**PROVIDED ENTRIES**:
________________________________________

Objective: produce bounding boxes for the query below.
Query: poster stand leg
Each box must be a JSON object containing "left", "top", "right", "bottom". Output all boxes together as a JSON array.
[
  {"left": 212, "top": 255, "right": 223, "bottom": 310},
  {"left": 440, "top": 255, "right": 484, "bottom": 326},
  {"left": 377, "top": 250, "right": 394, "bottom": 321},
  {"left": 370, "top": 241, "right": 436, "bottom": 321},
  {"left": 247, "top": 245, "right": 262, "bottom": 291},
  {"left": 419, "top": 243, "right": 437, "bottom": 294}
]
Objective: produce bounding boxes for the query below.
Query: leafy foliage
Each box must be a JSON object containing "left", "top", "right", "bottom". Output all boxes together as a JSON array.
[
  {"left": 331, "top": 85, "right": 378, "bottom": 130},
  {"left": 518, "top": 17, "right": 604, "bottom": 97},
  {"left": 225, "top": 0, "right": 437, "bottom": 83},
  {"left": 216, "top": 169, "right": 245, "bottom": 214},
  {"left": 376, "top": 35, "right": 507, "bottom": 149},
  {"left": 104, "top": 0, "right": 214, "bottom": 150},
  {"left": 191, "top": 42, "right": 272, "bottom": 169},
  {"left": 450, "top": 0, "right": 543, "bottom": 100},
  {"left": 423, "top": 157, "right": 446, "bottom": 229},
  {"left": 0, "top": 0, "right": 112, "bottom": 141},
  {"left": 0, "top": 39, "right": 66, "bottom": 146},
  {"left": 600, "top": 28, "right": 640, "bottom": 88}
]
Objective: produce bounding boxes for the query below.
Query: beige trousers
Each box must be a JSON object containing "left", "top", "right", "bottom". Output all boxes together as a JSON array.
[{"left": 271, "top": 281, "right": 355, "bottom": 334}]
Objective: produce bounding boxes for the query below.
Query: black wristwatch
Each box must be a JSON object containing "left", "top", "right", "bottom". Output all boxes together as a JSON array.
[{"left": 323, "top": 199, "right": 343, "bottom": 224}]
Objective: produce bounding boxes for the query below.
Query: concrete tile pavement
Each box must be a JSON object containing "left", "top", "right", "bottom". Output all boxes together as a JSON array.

________________________________________

**TASK TO COMPLETE**: The entries listed above are to be output exactly. Leave none out.

**SOLUTION TO THE PROBLEM**:
Objective: produce bounding boxes for the query below.
Query: poster stand leg
Each box must be a JSON object containing "left", "top", "right", "bottom". Output all boxes together as a JSON array.
[
  {"left": 212, "top": 255, "right": 223, "bottom": 310},
  {"left": 440, "top": 255, "right": 484, "bottom": 326},
  {"left": 377, "top": 250, "right": 394, "bottom": 321},
  {"left": 370, "top": 241, "right": 436, "bottom": 321},
  {"left": 247, "top": 245, "right": 262, "bottom": 291},
  {"left": 419, "top": 243, "right": 437, "bottom": 294}
]
Objective: produce bounding boxes for the query below.
Query: leafy foliage
Each box must be a JSON object containing "left", "top", "right", "bottom". Output all boxes together as a JSON array.
[
  {"left": 331, "top": 85, "right": 378, "bottom": 130},
  {"left": 518, "top": 17, "right": 604, "bottom": 97},
  {"left": 225, "top": 0, "right": 437, "bottom": 83},
  {"left": 216, "top": 169, "right": 245, "bottom": 214},
  {"left": 376, "top": 35, "right": 507, "bottom": 149},
  {"left": 104, "top": 0, "right": 214, "bottom": 150},
  {"left": 191, "top": 42, "right": 272, "bottom": 169},
  {"left": 450, "top": 0, "right": 543, "bottom": 100},
  {"left": 423, "top": 157, "right": 446, "bottom": 229},
  {"left": 0, "top": 0, "right": 112, "bottom": 141},
  {"left": 0, "top": 39, "right": 66, "bottom": 146},
  {"left": 600, "top": 28, "right": 640, "bottom": 88}
]
Objective: produce bounding boxes for the query below.
Query: beige trousers
Each box must be a JSON object containing "left", "top", "right", "bottom". Output all boxes together as a JSON array.
[{"left": 271, "top": 281, "right": 355, "bottom": 334}]
Objective: produce bounding boxes for the query below.
Query: black wristwatch
Each box must be a JSON object containing "left", "top", "right", "bottom". Output all boxes together as a JSON array.
[{"left": 323, "top": 199, "right": 343, "bottom": 224}]
Objective: produce bounding boxes for the query below.
Query: concrete tile pavement
Each box must be a JSON object containing "left", "top", "right", "bottom". Output all boxes together as a JSON array.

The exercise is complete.